Task brief: Each line shown below should be copied exactly.

Information provided:
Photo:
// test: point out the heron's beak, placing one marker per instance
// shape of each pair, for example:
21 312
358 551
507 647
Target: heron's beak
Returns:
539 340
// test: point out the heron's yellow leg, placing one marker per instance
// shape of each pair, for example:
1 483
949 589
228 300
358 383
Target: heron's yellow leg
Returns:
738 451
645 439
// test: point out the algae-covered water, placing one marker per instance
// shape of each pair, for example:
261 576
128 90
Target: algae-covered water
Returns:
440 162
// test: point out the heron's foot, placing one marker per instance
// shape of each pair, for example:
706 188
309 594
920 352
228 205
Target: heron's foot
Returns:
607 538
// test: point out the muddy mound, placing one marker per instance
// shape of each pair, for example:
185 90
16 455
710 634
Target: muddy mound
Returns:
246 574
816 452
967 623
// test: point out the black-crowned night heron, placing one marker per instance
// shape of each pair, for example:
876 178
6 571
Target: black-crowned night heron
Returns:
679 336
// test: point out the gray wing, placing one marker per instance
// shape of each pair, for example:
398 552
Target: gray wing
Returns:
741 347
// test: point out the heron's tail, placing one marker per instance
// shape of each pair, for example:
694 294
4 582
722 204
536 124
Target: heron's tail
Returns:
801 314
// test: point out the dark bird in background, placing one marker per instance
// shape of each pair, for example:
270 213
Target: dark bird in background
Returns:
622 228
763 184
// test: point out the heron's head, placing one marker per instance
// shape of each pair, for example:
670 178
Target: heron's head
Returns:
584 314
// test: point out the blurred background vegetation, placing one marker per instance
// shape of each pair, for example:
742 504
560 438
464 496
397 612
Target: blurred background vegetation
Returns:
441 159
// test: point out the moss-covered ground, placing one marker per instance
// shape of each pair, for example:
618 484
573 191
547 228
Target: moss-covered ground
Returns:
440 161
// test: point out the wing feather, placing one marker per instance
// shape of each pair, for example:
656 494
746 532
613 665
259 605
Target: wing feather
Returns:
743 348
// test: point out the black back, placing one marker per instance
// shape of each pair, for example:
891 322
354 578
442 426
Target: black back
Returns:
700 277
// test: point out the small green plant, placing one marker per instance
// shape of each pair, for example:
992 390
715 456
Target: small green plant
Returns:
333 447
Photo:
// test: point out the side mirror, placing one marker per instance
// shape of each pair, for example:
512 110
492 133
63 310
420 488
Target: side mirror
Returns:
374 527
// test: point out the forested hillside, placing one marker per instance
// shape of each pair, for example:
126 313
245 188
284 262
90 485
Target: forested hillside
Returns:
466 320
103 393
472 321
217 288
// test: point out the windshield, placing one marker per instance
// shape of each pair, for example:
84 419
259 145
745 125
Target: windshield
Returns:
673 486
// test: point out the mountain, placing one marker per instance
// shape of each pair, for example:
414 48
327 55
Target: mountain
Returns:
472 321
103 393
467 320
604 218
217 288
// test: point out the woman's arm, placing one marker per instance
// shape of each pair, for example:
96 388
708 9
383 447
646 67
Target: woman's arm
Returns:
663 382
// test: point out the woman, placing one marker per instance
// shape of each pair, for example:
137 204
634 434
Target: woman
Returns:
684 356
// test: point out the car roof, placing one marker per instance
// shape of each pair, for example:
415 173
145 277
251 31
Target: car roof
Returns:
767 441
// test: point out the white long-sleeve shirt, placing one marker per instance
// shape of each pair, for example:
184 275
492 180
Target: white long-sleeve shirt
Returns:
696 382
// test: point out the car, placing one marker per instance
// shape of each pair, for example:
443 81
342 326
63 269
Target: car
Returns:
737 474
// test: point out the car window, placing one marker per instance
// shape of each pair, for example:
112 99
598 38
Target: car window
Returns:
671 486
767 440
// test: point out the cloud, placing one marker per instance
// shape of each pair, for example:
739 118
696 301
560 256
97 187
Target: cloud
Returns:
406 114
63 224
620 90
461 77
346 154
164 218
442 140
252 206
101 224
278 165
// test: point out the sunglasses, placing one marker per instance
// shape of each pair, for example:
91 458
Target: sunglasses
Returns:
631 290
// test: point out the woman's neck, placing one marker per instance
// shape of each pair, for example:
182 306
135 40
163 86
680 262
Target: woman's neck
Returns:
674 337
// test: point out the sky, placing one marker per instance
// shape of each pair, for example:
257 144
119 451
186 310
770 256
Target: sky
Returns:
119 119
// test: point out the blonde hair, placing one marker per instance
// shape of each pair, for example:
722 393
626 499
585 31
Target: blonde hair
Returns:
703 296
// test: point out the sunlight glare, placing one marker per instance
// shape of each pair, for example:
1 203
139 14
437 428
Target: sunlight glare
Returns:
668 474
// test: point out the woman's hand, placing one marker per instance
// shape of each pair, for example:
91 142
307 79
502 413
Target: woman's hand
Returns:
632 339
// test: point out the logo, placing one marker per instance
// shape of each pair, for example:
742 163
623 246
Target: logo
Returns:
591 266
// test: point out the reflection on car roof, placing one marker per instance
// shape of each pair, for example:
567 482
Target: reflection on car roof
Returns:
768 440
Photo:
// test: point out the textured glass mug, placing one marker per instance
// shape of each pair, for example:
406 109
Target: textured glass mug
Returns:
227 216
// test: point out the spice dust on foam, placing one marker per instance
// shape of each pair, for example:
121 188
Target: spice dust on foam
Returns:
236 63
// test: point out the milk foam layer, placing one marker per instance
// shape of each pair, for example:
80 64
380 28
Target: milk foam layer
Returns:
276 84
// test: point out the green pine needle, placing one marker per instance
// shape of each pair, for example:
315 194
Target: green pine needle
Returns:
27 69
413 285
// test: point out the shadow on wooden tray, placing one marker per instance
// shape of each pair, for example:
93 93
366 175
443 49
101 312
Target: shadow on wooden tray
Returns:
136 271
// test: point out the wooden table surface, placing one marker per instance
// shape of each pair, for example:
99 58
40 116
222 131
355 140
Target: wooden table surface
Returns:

Solution to this problem:
Photo:
// test: point out the heron's beak, placing one marker per instance
// shape of each pair, for example:
21 312
358 551
507 647
Target: heron's beak
Returns:
539 340
// test: point out the heron's yellow leg, placing one marker per instance
// shape of each pair, for example:
1 483
949 589
228 300
358 383
Target: heron's yellow leg
Returns:
738 451
645 439
// test: point out the algae-covered water, placing one marker per instance
// shape of each pair, for example:
261 576
128 90
Target: algae-covered water
Returns:
440 162
// test: point out the heron's foot, placing one marker per instance
// shape of each pair, for example:
706 188
309 594
920 352
228 205
Target: heron's foot
Returns:
607 538
// test: point out the muddy mound, placing one marker per instance
// shape of each pair, for example:
185 90
16 455
710 634
Target: muddy mound
Returns:
246 574
816 452
967 623
// test: point out the black-crowned night heron, placing one marker per instance
// shape of each pair, for example:
876 178
6 571
Target: black-crowned night heron
Returns:
679 336
// test: point out the gray wing, placing one marker per instance
// shape of each pair, for example:
398 552
Target: gray wing
Returns:
741 347
// test: point out the heron's tail, placing one marker per instance
// shape of each pair, for example:
694 294
4 582
722 204
536 124
Target: heron's tail
Returns:
801 314
// test: point out the dark bird in background, placing one marker per instance
// shape of each pair, for example:
270 213
Target: dark bird in background
Returns:
622 228
763 184
// test: point out the heron's head, placing one marker per instance
// shape of each pair, for example:
670 178
Target: heron's head
Returns:
584 314
// test: point out the blurred background vegetation, placing one marker per instance
// shape of each pair, for example:
742 504
560 438
464 496
397 612
Target: blurred background vegetation
Returns:
441 159
// test: point out the moss-covered ground, placing one marker per instance
// shape of each pair, for example:
618 484
573 191
547 228
Target: moss-covered ground
Returns:
440 161
// test: point out the wing feather, placing one marker per instance
// shape of each pair, for example:
656 494
746 532
613 665
259 605
Target: wing feather
Returns:
743 348
// test: point out the black back, placing one marker per instance
// shape of each pair, for example:
891 322
354 578
442 426
Target: black back
Returns:
700 277
// test: point out the small green plant, placing one marker per instance
// shape of each pair, for example:
992 390
715 456
Target: small green plant
Returns:
333 447
Photo:
// test: point out the side mirror, placing one marker per instance
// shape of each pair, for example:
512 110
492 133
63 310
420 488
Target: side mirror
Returns:
374 527
// test: point out the forested hillside, placing one marker per instance
// shape of each pair, for example:
126 313
245 188
284 262
90 485
Target: forested hillside
Returns:
466 320
103 393
472 321
217 288
// test: point out the windshield, placing one marker per instance
// shape of each pair, for example:
84 419
259 145
745 125
Target: windshield
Returns:
673 486
// test: point out the mountain, placing one marker per instance
// shape of each pair, for example:
414 48
327 55
Target: mountain
Returns:
472 321
103 393
467 320
604 218
217 288
// test: point out the woman's arm, placing one marker per instance
// shape of each pair, for example:
96 388
708 9
383 447
646 67
Target: woman's arm
Returns:
663 382
// test: point out the woman, placing one marker per instance
// shape of each pair, for example:
137 204
634 434
Target: woman
Returns:
684 356
// test: point out the car roof, placing one marker per instance
// shape of each pair, for example:
415 173
145 277
251 31
Target: car roof
Returns:
767 441
// test: point out the white long-sleeve shirt, placing one marker per instance
// shape of each pair, for example:
184 275
492 180
Target: white long-sleeve shirt
Returns:
696 382
// test: point out the car, placing one marker per instance
// shape of each pair, for example:
443 81
342 326
63 269
Target: car
Returns:
737 474
// test: point out the car window, placing one marker per instance
// shape of each pair, for example:
112 99
598 38
Target: car window
Returns:
671 486
767 440
// test: point out the cloud, placing one marker per instance
// shape of each pair, for example:
739 118
696 301
560 256
97 187
Target: cloud
Returns:
406 114
63 224
620 90
461 77
346 154
164 218
442 140
252 206
101 224
278 165
// test: point out the sunglasses, placing one marker per instance
// shape of each pair, for example:
91 458
Target: sunglasses
Returns:
631 290
// test: point out the woman's neck, placing one marker per instance
// shape of each pair, for example:
182 306
135 40
163 86
680 262
Target: woman's neck
Returns:
674 337
// test: point out the sky, placing one marker per instance
// shape of each pair, for example:
257 144
119 451
186 310
770 256
Target: sky
Returns:
119 119
// test: point out the blonde hair, placing one marker per instance
// shape of each pair, for example:
722 393
626 499
585 31
Target: blonde hair
Returns:
703 296
// test: point out the sunlight glare, placing one marker per instance
// shape of each pair, for example:
1 203
139 14
437 428
Target: sunlight glare
Returns:
668 474
// test: point out the woman's hand, placing one marker per instance
// shape of each pair, for example:
91 142
307 79
502 413
Target: woman's hand
Returns:
632 339
// test: point out the logo, placing one marker per instance
// shape of each pair, for example:
742 163
623 246
Target: logo
Returns:
591 266
// test: point out the reflection on car roof, placing one marker per instance
// shape of each pair, for example:
567 482
Target: reflection on car roof
Returns:
768 440
Photo:
// test: point out the textured glass mug, placing one marker per instance
// shape of each pair, for example:
406 109
Target: textured glass mug
Returns:
227 216
// test: point out the spice dust on foam, placing one marker per instance
// shape of each pair, for example:
121 188
Target: spice dust on foam
Returns:
236 63
// test: point out the milk foam layer, placing one marker per instance
// shape of each pair, for example:
80 64
380 28
Target: milk foam layer
Returns:
276 84
// test: point out the green pine needle, placing one marker per instance
// shape of each pair, for example:
315 194
Target: green pine needle
Returns:
27 69
413 285
// test: point out the shadow on wooden tray, placing one marker per instance
// shape of each pair, for example:
93 93
366 175
443 49
101 312
Target: shadow on wooden tray
Returns:
136 271
// test: point out the wooden table surface, placing one marker per instance
// shape of each pair, for example:
99 58
40 116
222 131
355 140
Target: wooden table surface
Returns:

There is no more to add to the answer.